Object pointing dataset lines:

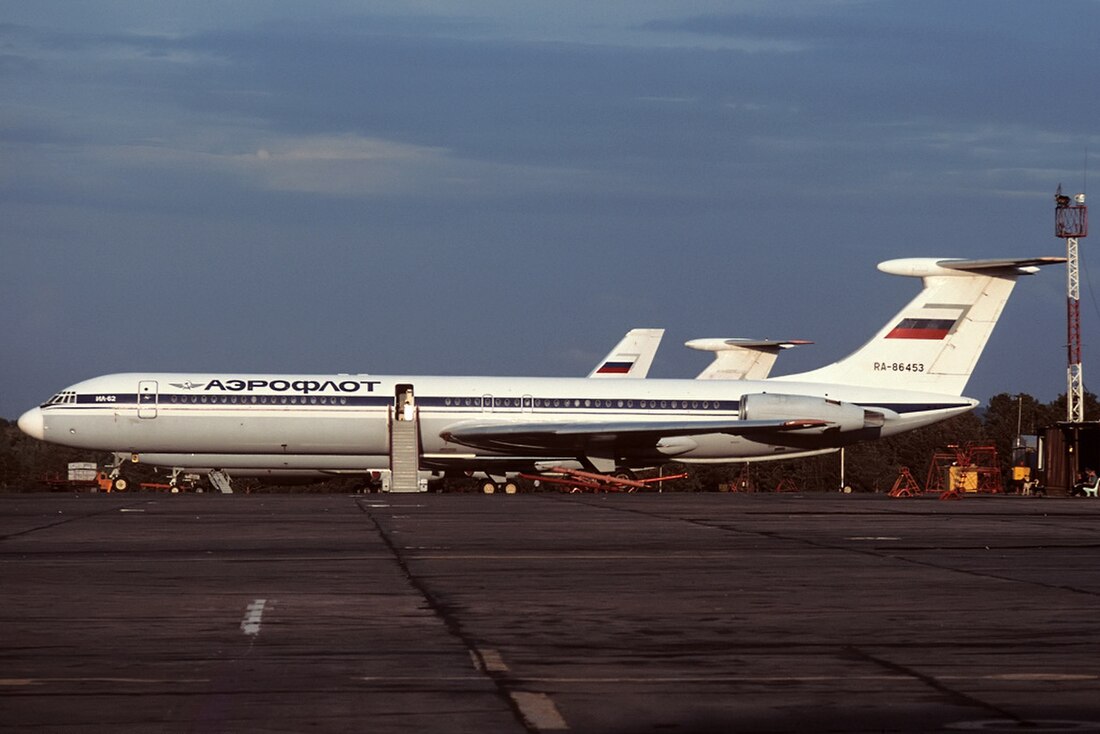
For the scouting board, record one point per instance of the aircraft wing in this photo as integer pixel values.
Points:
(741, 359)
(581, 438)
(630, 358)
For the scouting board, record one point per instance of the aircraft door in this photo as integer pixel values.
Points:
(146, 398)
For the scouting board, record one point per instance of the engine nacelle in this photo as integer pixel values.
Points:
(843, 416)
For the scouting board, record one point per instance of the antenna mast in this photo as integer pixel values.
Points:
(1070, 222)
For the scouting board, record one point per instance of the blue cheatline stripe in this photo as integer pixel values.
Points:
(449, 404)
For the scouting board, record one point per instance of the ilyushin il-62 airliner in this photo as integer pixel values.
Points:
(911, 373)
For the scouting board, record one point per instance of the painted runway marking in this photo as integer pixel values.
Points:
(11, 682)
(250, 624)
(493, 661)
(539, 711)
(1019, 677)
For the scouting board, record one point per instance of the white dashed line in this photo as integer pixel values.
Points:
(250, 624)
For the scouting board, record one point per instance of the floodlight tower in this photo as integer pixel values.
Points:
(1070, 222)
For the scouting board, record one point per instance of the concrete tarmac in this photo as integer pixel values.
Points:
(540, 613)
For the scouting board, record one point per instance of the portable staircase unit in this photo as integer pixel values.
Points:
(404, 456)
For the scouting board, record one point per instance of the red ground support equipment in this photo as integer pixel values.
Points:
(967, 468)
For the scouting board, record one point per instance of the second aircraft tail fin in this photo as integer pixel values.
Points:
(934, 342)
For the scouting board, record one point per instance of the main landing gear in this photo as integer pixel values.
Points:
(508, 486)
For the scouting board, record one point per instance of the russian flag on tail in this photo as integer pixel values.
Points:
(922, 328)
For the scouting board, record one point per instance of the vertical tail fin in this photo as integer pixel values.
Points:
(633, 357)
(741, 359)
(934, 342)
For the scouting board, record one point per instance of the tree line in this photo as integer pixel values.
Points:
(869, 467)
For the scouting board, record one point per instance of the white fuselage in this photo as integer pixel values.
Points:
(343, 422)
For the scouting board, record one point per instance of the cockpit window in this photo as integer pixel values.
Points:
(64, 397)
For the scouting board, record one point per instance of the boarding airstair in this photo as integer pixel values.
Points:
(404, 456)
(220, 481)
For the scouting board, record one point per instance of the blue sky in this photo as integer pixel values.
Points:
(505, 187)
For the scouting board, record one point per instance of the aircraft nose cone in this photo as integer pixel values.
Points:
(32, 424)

**Exercise objective**
Give the lines above as a two-column CSV with the header instruction,points, one row per line: its text goes in the instruction column and its answer in the points column, each enclosed in a single quoted field with line breaks replaced by spaces. Omit the pictures.

**Result for this task**
instruction,points
"For the scouting board, record one point per instance of the aircraft wing in this photo as integer pixel values. Points:","(741, 359) (581, 438) (630, 358)"
"For the scouting board, record one point per instance of the aircraft door in this photo as integer pixel values. Points:","(146, 398)"
"For the scouting board, record one point per instance of the engine nacelle in this photo as integer pixel values. Points:","(843, 416)"
"For the scouting board, record one point per instance of the antenna mast in this photo as integer pixel values. Points:","(1070, 222)"
"For the scouting board, record one point per instance of the blue cheatline stripe in this photo as integer pixel values. Points:","(449, 404)"
"For the scouting board, record one point per instance of the ilyushin il-62 airliner in this photo as integer pixel values. Points:","(911, 373)"
"For the scouting board, record one point per instance of the painted runway marking in this photo as integer pixel values. Points:","(11, 682) (250, 624) (493, 661) (539, 711) (1019, 677)"
"For the scouting board, record one point per instance of the white dashed line in this photo as integer pixel values. Points:","(250, 624)"
"For the scouting board, record one point per instance of the floodlight tower in this photo as integer pixel values. Points:","(1070, 222)"
"For the scouting board, record one point per instance of the concrete tarmac in this photo as integer pixel values. Points:","(540, 613)"
"For the scouting board, record one point per instance of the portable staircase unit in this photo as integer pixel values. Points:","(404, 456)"
"For the scouting board, record one point per instance of the red ground support equipment in this photo as integer pixel values. Points:","(967, 468)"
"For the scouting board, record one point per instance of the second aircraft tail fin in this photo as integer pixel values. Points:","(934, 342)"
"For the scouting board, record one point per instance of the main landing gear in this photo as integer pixel values. Points:","(508, 486)"
"For the scouting board, record one point per instance of the russian flag on tail in this photo as integer pixel values. Points:","(922, 328)"
"For the scouting board, record one point per instance of the vertical tail fin in this photo as integer pixel values. Points:","(633, 357) (741, 359) (934, 342)"
"For the scouting board, record one point per instance of the tree line in this photo as integer pixel values. Points:","(869, 467)"
"For the scouting board, record one point per instance of the white fuselage in this photo as integer pixel values. Points:","(343, 422)"
"For the scouting board, record one point per instance of the cockpit window in this photo as integer pixel values. Points:","(64, 397)"
"For the scouting board, record one point per instance of the boarding airstair in this photo as integer pixel values. Points:","(404, 456) (220, 481)"
"For the scouting board, record one point per instance of the blue sky in this photo as integer pixel values. Points:","(505, 187)"
"For the scouting board, record one point per instance of the aircraft nose cone in this photo as integer pixel values. Points:","(32, 424)"